Directions for this task – Continue the opinion piece about Lance Armstrong from the point where it stops.

Provided passage –

◆ ◆ ◆ ◆

– By Dom Luca
I don’t care about Lance Armstrong. I am neither a supporter, nor a non-supporter.
For the months after it was proven Armstrong was a drug cheat, the world waited for the man to speak out. Yet, after his interview with Oprah, the biggest sporting confession ever seen and possibly the largest event ever streamed online, the world watched with a general disdain, not believing a word of his for one second.
Obviously the years spent proclaiming his innocence have now come back to haunt him, breaking the trust between Armstrong and the public. Yet despite all of his, I don’t think we should be treating him as harshly as we are.
Armstrong is the founder of the LIVESTRONG foundation, which gives hope to cancer sufferers all over the world. Since its inception the foundation has raised more than $470 million dollars for the fight against cancer. Their iconic yellow bracelet is an instantly recognisable symbol of hope, strength and unity around the globe. So although for many Armstrong’s reputation may be fractured beyond repair, his foundation has offered many with another chance at life. It would be a disaster if all the negative media destroyed all the great work the foundation has done.

◆ ◆ ◆ ◆

Exercise data –
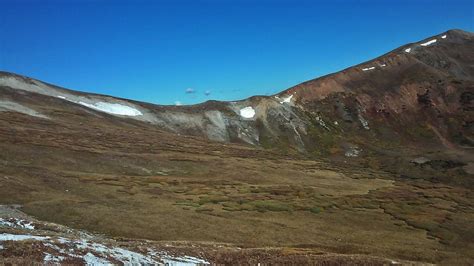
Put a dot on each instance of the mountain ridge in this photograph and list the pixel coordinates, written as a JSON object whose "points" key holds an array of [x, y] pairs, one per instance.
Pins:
{"points": [[284, 119]]}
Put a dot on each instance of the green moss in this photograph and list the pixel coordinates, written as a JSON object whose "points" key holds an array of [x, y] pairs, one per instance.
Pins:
{"points": [[270, 205]]}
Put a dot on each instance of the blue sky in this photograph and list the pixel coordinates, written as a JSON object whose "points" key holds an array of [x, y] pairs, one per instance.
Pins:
{"points": [[193, 51]]}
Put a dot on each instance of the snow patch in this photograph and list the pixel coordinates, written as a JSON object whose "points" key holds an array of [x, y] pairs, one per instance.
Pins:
{"points": [[183, 261], [51, 258], [90, 259], [428, 42], [247, 112], [352, 152], [13, 222], [364, 122], [287, 99], [113, 108], [11, 237]]}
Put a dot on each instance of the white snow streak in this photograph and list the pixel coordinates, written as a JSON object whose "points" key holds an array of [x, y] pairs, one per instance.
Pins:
{"points": [[428, 42], [247, 112], [11, 237], [287, 99], [113, 108]]}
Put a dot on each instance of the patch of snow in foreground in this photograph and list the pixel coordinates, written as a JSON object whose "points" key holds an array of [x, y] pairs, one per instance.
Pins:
{"points": [[113, 108], [183, 261], [287, 99], [52, 258], [428, 42], [90, 259], [10, 237], [17, 223], [247, 112]]}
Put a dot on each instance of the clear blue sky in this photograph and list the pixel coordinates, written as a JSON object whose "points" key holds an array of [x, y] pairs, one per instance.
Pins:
{"points": [[156, 50]]}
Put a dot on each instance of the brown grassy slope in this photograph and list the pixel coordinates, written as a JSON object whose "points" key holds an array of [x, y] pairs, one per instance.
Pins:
{"points": [[127, 179]]}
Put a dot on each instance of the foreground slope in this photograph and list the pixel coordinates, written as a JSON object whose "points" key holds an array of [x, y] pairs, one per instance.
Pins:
{"points": [[374, 160]]}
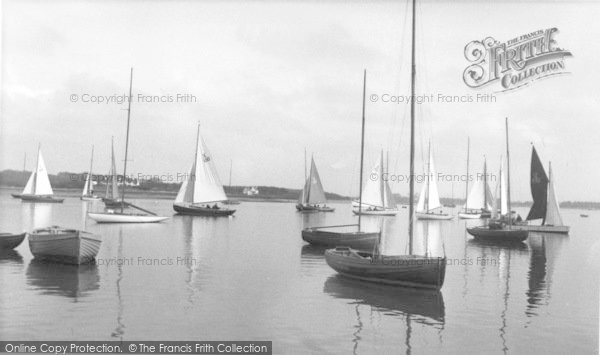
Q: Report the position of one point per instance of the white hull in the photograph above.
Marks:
(463, 215)
(125, 218)
(376, 213)
(65, 245)
(542, 229)
(437, 216)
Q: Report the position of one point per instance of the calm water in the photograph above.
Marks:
(251, 277)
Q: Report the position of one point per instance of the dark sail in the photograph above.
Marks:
(539, 188)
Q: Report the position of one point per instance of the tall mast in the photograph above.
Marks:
(362, 149)
(91, 180)
(484, 182)
(230, 168)
(412, 137)
(467, 177)
(508, 176)
(126, 143)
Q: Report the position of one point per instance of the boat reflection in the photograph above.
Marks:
(544, 250)
(36, 215)
(73, 281)
(424, 306)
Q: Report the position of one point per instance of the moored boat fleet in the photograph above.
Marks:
(350, 250)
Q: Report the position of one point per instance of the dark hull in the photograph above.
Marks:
(330, 239)
(10, 241)
(305, 208)
(404, 270)
(505, 234)
(202, 211)
(44, 199)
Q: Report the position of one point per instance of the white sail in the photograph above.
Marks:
(316, 194)
(553, 216)
(204, 183)
(28, 190)
(373, 194)
(429, 198)
(86, 187)
(42, 182)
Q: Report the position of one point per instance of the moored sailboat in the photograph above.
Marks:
(501, 229)
(312, 198)
(545, 204)
(202, 188)
(377, 196)
(88, 189)
(412, 270)
(112, 216)
(429, 205)
(346, 235)
(479, 201)
(38, 188)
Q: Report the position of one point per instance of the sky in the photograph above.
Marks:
(270, 79)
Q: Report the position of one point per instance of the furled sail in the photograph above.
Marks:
(553, 216)
(539, 187)
(429, 199)
(316, 194)
(373, 193)
(42, 182)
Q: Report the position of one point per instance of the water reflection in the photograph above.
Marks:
(415, 305)
(36, 215)
(73, 281)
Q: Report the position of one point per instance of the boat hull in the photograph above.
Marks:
(202, 211)
(312, 208)
(64, 245)
(124, 218)
(403, 270)
(542, 228)
(331, 239)
(507, 235)
(41, 198)
(11, 241)
(376, 212)
(436, 216)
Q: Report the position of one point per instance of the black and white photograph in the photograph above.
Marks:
(299, 177)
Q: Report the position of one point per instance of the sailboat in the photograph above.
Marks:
(501, 229)
(545, 204)
(312, 198)
(377, 196)
(38, 187)
(479, 201)
(111, 197)
(230, 201)
(328, 236)
(88, 189)
(202, 188)
(429, 206)
(112, 216)
(412, 270)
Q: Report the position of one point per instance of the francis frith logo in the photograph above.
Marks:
(516, 62)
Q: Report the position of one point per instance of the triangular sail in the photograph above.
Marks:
(553, 216)
(42, 182)
(186, 192)
(316, 194)
(207, 186)
(539, 187)
(372, 193)
(28, 190)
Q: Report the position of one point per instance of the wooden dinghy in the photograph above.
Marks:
(69, 246)
(11, 241)
(400, 270)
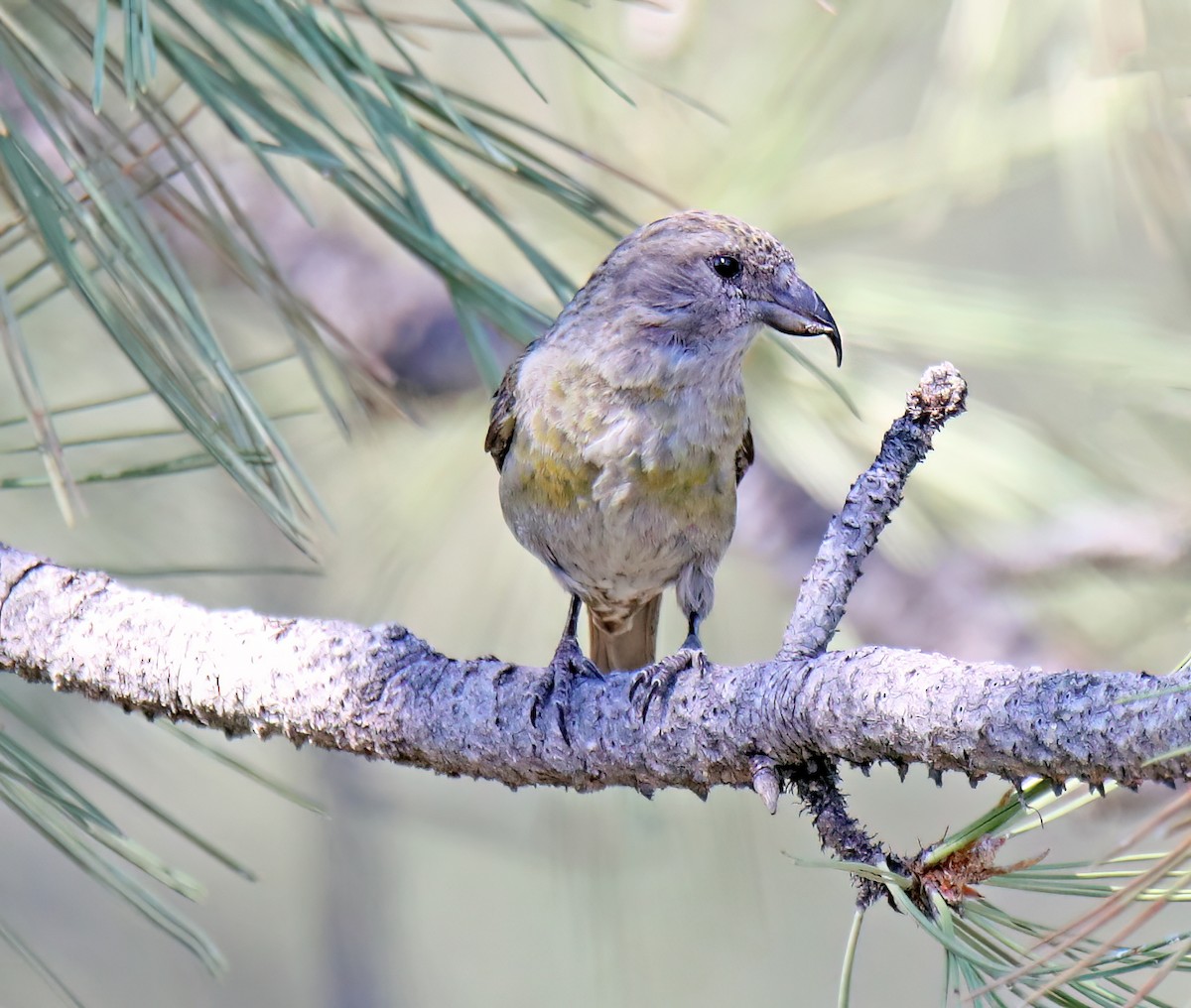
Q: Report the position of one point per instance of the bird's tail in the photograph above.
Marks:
(631, 648)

◆ ◆ ◆ ◆

Answer below –
Armstrong’s story (although now just a work of fiction) was a spectacular and inspiring one for all those that looked up to him. To give these people hope in their own circumstances may have been the greatest gift of all. Is it too farfetched to say that most fairytales are based on fiction, yet we still feel comfort in those stories?
Meanwhile, Mick Gatto is in our entertainment features in the newspapers and we are giving Chopper Read a working with children’s permit. Both killers.
Has anyone ever wondered what Armstrong’s motives were to do what his done? What type of a person must feel desperate enough to put so many other people down for his own benefit? How fickle he must be? And how much help he must need?
Sorry, that’s not going to sell as many papers.
Though (and touch wood this doesn’t happen), if he commits suicide after weeks, months, or years of a constant media barrage, we will then reflect on whether it was worth throwing the stone.
That will sell papers though, won’t it.